BEGIN Material for the task
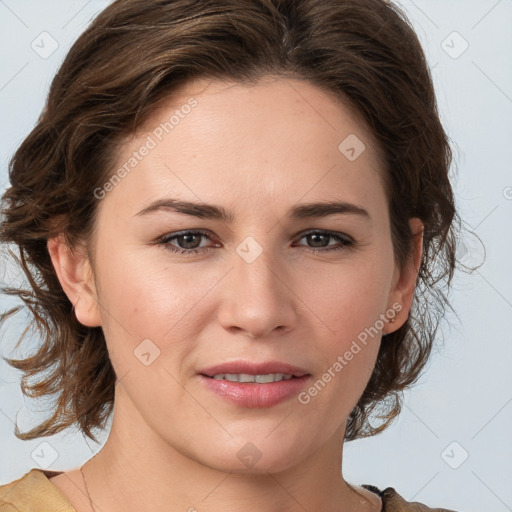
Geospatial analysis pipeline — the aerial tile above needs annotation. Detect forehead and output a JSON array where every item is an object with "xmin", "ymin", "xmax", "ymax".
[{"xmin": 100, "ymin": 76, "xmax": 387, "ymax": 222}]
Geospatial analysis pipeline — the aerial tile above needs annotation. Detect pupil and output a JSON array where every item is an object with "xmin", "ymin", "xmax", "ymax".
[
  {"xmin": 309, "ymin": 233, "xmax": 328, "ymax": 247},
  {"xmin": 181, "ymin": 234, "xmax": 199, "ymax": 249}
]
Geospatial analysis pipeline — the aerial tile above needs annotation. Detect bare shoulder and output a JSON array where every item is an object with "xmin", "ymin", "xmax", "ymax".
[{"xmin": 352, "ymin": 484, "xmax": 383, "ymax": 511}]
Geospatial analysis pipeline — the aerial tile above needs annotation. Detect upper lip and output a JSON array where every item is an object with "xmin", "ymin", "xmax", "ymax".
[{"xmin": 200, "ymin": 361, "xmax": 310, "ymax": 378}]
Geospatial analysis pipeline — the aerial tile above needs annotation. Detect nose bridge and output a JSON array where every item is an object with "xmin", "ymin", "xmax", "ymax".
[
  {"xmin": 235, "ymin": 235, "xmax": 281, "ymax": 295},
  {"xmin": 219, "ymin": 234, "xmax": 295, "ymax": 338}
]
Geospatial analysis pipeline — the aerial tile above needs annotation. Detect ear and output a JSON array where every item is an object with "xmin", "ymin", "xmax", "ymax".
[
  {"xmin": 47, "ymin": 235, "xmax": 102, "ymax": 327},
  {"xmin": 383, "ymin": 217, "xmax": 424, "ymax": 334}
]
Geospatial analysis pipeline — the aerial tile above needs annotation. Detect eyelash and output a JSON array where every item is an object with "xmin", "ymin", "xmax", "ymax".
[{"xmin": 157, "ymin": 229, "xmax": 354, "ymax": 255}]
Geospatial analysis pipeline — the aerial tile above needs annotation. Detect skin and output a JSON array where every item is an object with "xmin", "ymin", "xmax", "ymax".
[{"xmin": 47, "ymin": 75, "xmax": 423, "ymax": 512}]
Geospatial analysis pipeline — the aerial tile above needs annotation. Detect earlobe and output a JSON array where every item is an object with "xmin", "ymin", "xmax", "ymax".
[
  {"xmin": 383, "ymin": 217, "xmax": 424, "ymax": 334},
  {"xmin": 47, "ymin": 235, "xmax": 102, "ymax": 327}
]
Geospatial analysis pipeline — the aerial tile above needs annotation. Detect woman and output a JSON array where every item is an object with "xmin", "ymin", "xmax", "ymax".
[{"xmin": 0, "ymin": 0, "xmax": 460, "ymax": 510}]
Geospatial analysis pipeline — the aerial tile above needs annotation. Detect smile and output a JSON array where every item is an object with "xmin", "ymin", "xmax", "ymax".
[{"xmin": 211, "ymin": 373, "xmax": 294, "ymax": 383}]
END Material for the task
For this exercise, copy the entries above exactly and skip any picture.

- **Result of this exercise**:
Geospatial analysis pipeline — the aerial tile above needs annotation. Detect forehead and output a JSON array where every item is an object with "xmin", "ymin", "xmax", "ymax".
[{"xmin": 100, "ymin": 76, "xmax": 387, "ymax": 222}]
Geospatial analysis pipeline — the aerial tile above needs annotation. Detect pupil and output a JSON array where every item is an object with "xmin", "ymin", "xmax", "ymax".
[
  {"xmin": 309, "ymin": 233, "xmax": 328, "ymax": 247},
  {"xmin": 181, "ymin": 234, "xmax": 199, "ymax": 249}
]
Geospatial analysis pipeline — the aerial tile above needs annotation. Detect bare shoulder and output a JSON array where every item is an object with "xmin", "ymin", "xmax", "ymax".
[{"xmin": 352, "ymin": 484, "xmax": 383, "ymax": 511}]
Geospatial analysis pipeline — the aerial tile above needs annotation. Detect upper lip and output a JSON array where every item is an object with "xmin", "ymin", "xmax", "ymax".
[{"xmin": 200, "ymin": 361, "xmax": 310, "ymax": 378}]
Geospatial analysis pipeline — the aerial tile above needs annotation. Detect nose bridge and output a JSON array where every item is an object with "xmin", "ymin", "xmax", "ymax".
[
  {"xmin": 235, "ymin": 235, "xmax": 281, "ymax": 295},
  {"xmin": 219, "ymin": 234, "xmax": 295, "ymax": 338}
]
Geospatial analysis pipeline — the aerial tile above needs annotation. Detect ear and output a JSON array where every item is an object with "xmin", "ymin", "xmax", "ymax".
[
  {"xmin": 47, "ymin": 235, "xmax": 102, "ymax": 327},
  {"xmin": 383, "ymin": 217, "xmax": 424, "ymax": 334}
]
Geospatial analysis pipeline — the aerial tile above needs annotation. Detect eyelash and output a JSON array where every item is an object with "xmin", "ymin", "xmax", "ymax".
[{"xmin": 157, "ymin": 229, "xmax": 354, "ymax": 255}]
Geospatial analysis pipeline — the aerial tile above needs annotation. Detect skin and output a JSON array where every item is an object with "xmin", "ymin", "xmax", "ymax".
[{"xmin": 47, "ymin": 75, "xmax": 423, "ymax": 512}]
Geospatial analysis pipeline — the aerial tile above needs annotation. Detect earlobe and output a JSON array where every item is an object with "xmin", "ymin", "xmax", "ymax".
[
  {"xmin": 383, "ymin": 217, "xmax": 424, "ymax": 334},
  {"xmin": 47, "ymin": 235, "xmax": 102, "ymax": 327}
]
Geospatial analysis pipeline — the aerial tile above needs annotation. Detect woman and output a JSON array where every item is an object with "xmin", "ymin", "xmax", "ymax".
[{"xmin": 0, "ymin": 0, "xmax": 460, "ymax": 510}]
Geospatial analysis pipeline — the aerial tile above needs annotation. Detect smile and output a JSON array where every item is an object with "xmin", "ymin", "xmax", "ymax".
[{"xmin": 211, "ymin": 373, "xmax": 294, "ymax": 383}]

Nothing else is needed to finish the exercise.